• **Records to use**
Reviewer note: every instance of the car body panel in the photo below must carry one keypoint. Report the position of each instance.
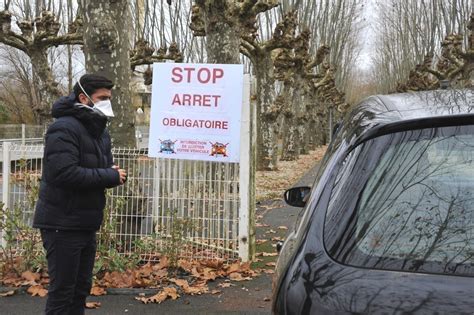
(309, 281)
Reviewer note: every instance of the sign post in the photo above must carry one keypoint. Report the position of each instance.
(196, 112)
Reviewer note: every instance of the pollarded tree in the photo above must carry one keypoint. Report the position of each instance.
(262, 55)
(36, 38)
(107, 29)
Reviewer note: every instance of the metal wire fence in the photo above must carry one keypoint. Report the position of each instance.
(165, 203)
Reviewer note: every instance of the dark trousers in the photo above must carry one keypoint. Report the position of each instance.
(70, 256)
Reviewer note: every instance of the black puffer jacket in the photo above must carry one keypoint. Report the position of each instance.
(76, 169)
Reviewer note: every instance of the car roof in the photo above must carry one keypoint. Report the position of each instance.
(415, 105)
(411, 107)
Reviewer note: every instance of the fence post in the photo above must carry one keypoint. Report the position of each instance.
(156, 191)
(5, 183)
(23, 134)
(247, 178)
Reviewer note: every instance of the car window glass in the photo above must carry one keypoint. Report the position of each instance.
(412, 209)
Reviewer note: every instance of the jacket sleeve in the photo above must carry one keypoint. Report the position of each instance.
(110, 158)
(62, 155)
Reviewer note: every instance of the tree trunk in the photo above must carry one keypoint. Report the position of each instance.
(106, 49)
(222, 34)
(291, 139)
(48, 87)
(267, 114)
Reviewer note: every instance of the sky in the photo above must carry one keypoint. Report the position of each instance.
(368, 35)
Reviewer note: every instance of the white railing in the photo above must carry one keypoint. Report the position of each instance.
(205, 193)
(215, 198)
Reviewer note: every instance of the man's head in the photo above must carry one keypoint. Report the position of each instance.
(95, 88)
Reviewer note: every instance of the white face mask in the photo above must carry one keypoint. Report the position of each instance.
(104, 107)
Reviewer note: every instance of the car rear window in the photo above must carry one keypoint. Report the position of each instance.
(405, 201)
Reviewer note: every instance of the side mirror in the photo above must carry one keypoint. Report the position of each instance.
(297, 196)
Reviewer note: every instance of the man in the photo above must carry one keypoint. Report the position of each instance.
(77, 168)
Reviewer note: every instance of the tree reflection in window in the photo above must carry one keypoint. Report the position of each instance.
(415, 205)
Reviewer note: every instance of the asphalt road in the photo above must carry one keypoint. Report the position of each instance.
(249, 297)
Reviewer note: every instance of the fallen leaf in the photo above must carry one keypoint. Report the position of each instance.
(37, 290)
(238, 277)
(9, 293)
(265, 254)
(198, 288)
(98, 291)
(213, 263)
(92, 305)
(30, 276)
(161, 296)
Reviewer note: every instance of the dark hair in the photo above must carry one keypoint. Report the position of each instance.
(91, 83)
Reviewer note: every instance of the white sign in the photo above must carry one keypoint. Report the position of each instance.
(195, 112)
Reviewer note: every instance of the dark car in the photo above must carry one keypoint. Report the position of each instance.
(388, 227)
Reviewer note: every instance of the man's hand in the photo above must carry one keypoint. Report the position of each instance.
(122, 173)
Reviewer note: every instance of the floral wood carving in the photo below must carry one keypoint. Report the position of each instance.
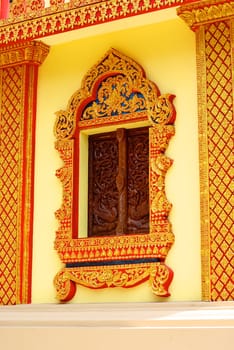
(114, 92)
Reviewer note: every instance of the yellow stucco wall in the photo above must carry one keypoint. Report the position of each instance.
(167, 53)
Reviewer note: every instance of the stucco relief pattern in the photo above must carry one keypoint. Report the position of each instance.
(18, 77)
(214, 26)
(151, 248)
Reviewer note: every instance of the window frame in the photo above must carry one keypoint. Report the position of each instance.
(130, 259)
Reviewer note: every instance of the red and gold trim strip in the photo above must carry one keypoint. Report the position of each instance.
(34, 21)
(18, 85)
(214, 23)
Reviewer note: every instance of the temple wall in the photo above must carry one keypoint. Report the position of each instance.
(167, 53)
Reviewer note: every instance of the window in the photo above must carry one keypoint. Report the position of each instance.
(119, 182)
(129, 234)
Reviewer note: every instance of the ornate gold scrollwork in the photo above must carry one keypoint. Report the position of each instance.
(115, 91)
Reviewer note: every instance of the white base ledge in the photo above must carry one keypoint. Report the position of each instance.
(190, 326)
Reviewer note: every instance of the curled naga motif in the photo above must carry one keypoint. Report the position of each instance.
(64, 286)
(161, 277)
(161, 164)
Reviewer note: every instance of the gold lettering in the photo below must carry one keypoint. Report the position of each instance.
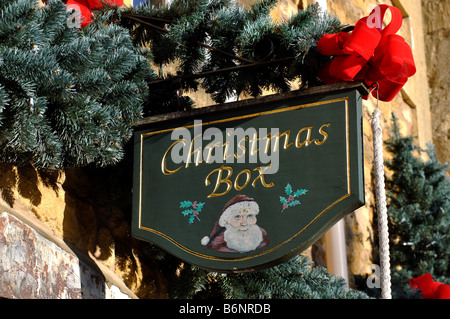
(261, 177)
(220, 180)
(210, 148)
(236, 184)
(164, 168)
(307, 141)
(323, 133)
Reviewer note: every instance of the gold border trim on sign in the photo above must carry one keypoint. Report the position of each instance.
(291, 108)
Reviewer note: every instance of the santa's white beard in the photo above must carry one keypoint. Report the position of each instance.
(243, 241)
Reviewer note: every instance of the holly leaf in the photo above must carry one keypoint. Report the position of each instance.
(200, 206)
(300, 192)
(187, 212)
(185, 204)
(294, 203)
(288, 189)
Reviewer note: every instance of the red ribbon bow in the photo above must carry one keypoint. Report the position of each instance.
(85, 7)
(370, 53)
(430, 289)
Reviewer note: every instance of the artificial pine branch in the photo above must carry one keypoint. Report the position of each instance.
(418, 209)
(218, 41)
(68, 97)
(294, 279)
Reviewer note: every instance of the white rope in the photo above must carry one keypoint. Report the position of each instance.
(380, 191)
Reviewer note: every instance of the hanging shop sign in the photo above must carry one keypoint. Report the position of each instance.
(246, 185)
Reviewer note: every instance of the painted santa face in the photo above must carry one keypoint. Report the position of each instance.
(243, 219)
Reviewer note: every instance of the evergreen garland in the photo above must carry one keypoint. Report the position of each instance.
(297, 278)
(68, 97)
(228, 50)
(418, 209)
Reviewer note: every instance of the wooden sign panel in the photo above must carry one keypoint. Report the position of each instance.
(247, 185)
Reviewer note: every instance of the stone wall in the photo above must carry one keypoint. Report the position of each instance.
(436, 15)
(91, 209)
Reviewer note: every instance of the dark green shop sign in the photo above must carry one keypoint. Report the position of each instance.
(247, 185)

• **Short task**
Copy every row above verbatim, including each note and each set of coordinates, and omit the pictures from your answer.

• **Reply to the task**
Reviewer note: every instance of the car body panel in the photo below must carry one keypoint. Report the position of each instance.
(309, 281)
Reviewer note: every instance of the sign post in the photo above must carry one keypoint. Report the position of each instance.
(196, 112)
Reviewer note: every instance of the pollarded tree in the photo above must carry one keypoint. Report the position of each instance.
(262, 55)
(36, 38)
(107, 29)
Reviewer note: every instance of the metal wire fence in the photo above must carry one keypoint. Report the position of each instance.
(165, 203)
Reviewer note: every instance of the dark trousers in the photo above must carry one keypoint. Report the position of each instance.
(70, 256)
Reviewer note: every instance of the black puffer jacket in the photo above must carry one keypoint. Report the position of each instance.
(76, 169)
Reviewer note: every instance of the car roof in the photo above must carry one keypoint. Report the position of each instance.
(415, 105)
(411, 107)
Reviewer note: every instance of the fence post in the photo above must carry one keypoint. Report the position of each instance.
(156, 191)
(5, 183)
(23, 134)
(247, 178)
Reviewer note: every instance of the car window glass in the photo above must carry one keypoint. Report the position of each instance.
(412, 209)
Reviewer note: every instance of the jacket sleeve in the photo above must carry one keypoint. Report the position of each instance.
(110, 158)
(62, 155)
Reviewer note: every instance of the tree trunk in the photo above must carry one keypoint. Report the position of each instance.
(106, 49)
(222, 34)
(291, 139)
(48, 87)
(267, 114)
Reviewer note: every instance of the sky in the photo above must carry one keypoint. Report the position of each instance.
(368, 35)
Reviewer note: every instance of the white railing in the photo above must carry one keypoint. Report the position of each instance.
(205, 193)
(215, 198)
Reviewer note: every instance of the man's head in the photo above must carry one keypoint. Report the position of each instance.
(95, 88)
Reviewer note: every instance of the white face mask in the photo above must carry one keypoint. Report the position of each instance.
(104, 107)
Reviewer note: every instance of the car rear window in the photo above must carry one keypoint. Report the position of each instance.
(405, 201)
Reviewer note: every instance of the side mirror in the photo above must carry one keypoint. Report the position of each instance.
(297, 196)
Reviewer note: every instance of the man in the photo above must carry one keypoint. Report the position of each instance.
(77, 168)
Reviewer note: every instance of the tree reflection in window in the photo above must carry one keypoint. Report the position of each instance.
(415, 205)
Reviewer note: every instance of the asphalt road in the photo above must carry one keypoint. Report the position of each instance.
(249, 297)
Reviewer note: every instance of the fallen leaf in the photo above must carry one keypoint. Report the position of each instance.
(37, 290)
(238, 277)
(9, 293)
(265, 254)
(198, 288)
(98, 291)
(213, 263)
(92, 305)
(30, 276)
(161, 296)
Reviewer note: every instance of the dark hair in the photo above must carry one keypoint. Report the position of each instance.
(91, 83)
Reviewer note: every instance of the white sign in the photo above must carry one keypoint. Report the position of each instance.
(195, 112)
Reviewer note: every instance of the dark car in the photo above must carry one keypoint. Report the position of each instance.
(388, 227)
Reviewer note: every instance of the man's hand in the photo above must carry one keypoint. Report the position of each instance.
(122, 173)
Reviewer note: every instance of the floral wood carving in the photo below must carry one keypoint. Report the position of each instance.
(114, 92)
Reviewer note: every instance of the yellow stucco wall in the photo above must carry one keypoint. Report the position of each instance.
(167, 53)
Reviewer note: every instance of the stucco relief pattern in the photo above must carry one keypoint. Report the position of each instance.
(18, 77)
(214, 26)
(151, 248)
Reviewer note: every instance of the window frame in the photo above must carry one keypoint. Report the position of each instance.
(130, 259)
Reviewer note: every instance of the red and gold trim strip in the photo above must carry one keypoint. Report the position of each instance.
(34, 21)
(18, 85)
(214, 23)
Reviewer note: every instance of the temple wall in the photo above must carry one keypoint. Report the position of each instance.
(167, 53)
Reviewer note: every instance of the window in the photo above must carry one keypoint. Report the position of each instance.
(119, 182)
(129, 234)
Reviewer note: every instance of the ornate gold scrollwork in the photo above must carry one keypoint. Report the position of each instance.
(115, 91)
Reviewer note: every instance of the white base ledge in the photo above must carry one keypoint. Report the position of each instance.
(190, 326)
Reviewer note: every instance of the curled naga motif in the photo above must carry one keypoint. Report the position of each instance.
(64, 286)
(161, 277)
(161, 164)
Reviewer note: every instance of the gold lettering in the photo below must carry one keypoint. Report the position of each instance.
(261, 177)
(220, 180)
(210, 148)
(236, 184)
(164, 168)
(307, 141)
(323, 133)
Reviewer note: every instance of the gold border trim on sign in the photo above must carry one keypoint. Report the position of each instance.
(291, 108)
Reviewer note: every instance of the santa's white beard in the photo above must carry one keypoint. Report the position of each instance.
(243, 241)
Reviewer note: every instance of the holly leaf in the photo above must carry one keypoint. Report the position of each instance.
(200, 206)
(300, 192)
(187, 212)
(185, 204)
(294, 203)
(288, 189)
Reviewer note: every instance of the red ribbon bow in the photo above must carry one keypoint. Report the position of each instance.
(85, 7)
(370, 53)
(430, 289)
Reviewer note: every instance of the artificial pine branch in the photo above must carry one keypoint. Report the position of each instance.
(418, 209)
(218, 41)
(68, 97)
(294, 279)
Reviewer note: every instance of the white rope in the photo above must carry one keypoint. Report the position of each instance.
(380, 191)
Reviewer note: every instance of the hanging shop sign in the photo above must carry one keypoint. Report the position of each instance.
(246, 185)
Reviewer note: every instance of the painted santa face in the photo above must carry one keypoint. Report the position of each instance.
(243, 219)
Reviewer note: every instance of the evergreen garland in the photo above must carry one keypoint. Report the position of each instance.
(297, 278)
(68, 97)
(228, 50)
(418, 209)
Reviewer note: every instance of the wooden sign panel in the photo above must carry one keypoint. Report the position of each instance.
(247, 185)
Reviewer note: every instance of the stone wall in the photo above must carry one keypoint. Report the position of each instance.
(436, 15)
(91, 209)
Reviewer note: every instance of the dark green shop sign in the photo above must carry one keypoint. Report the position of each instance.
(247, 185)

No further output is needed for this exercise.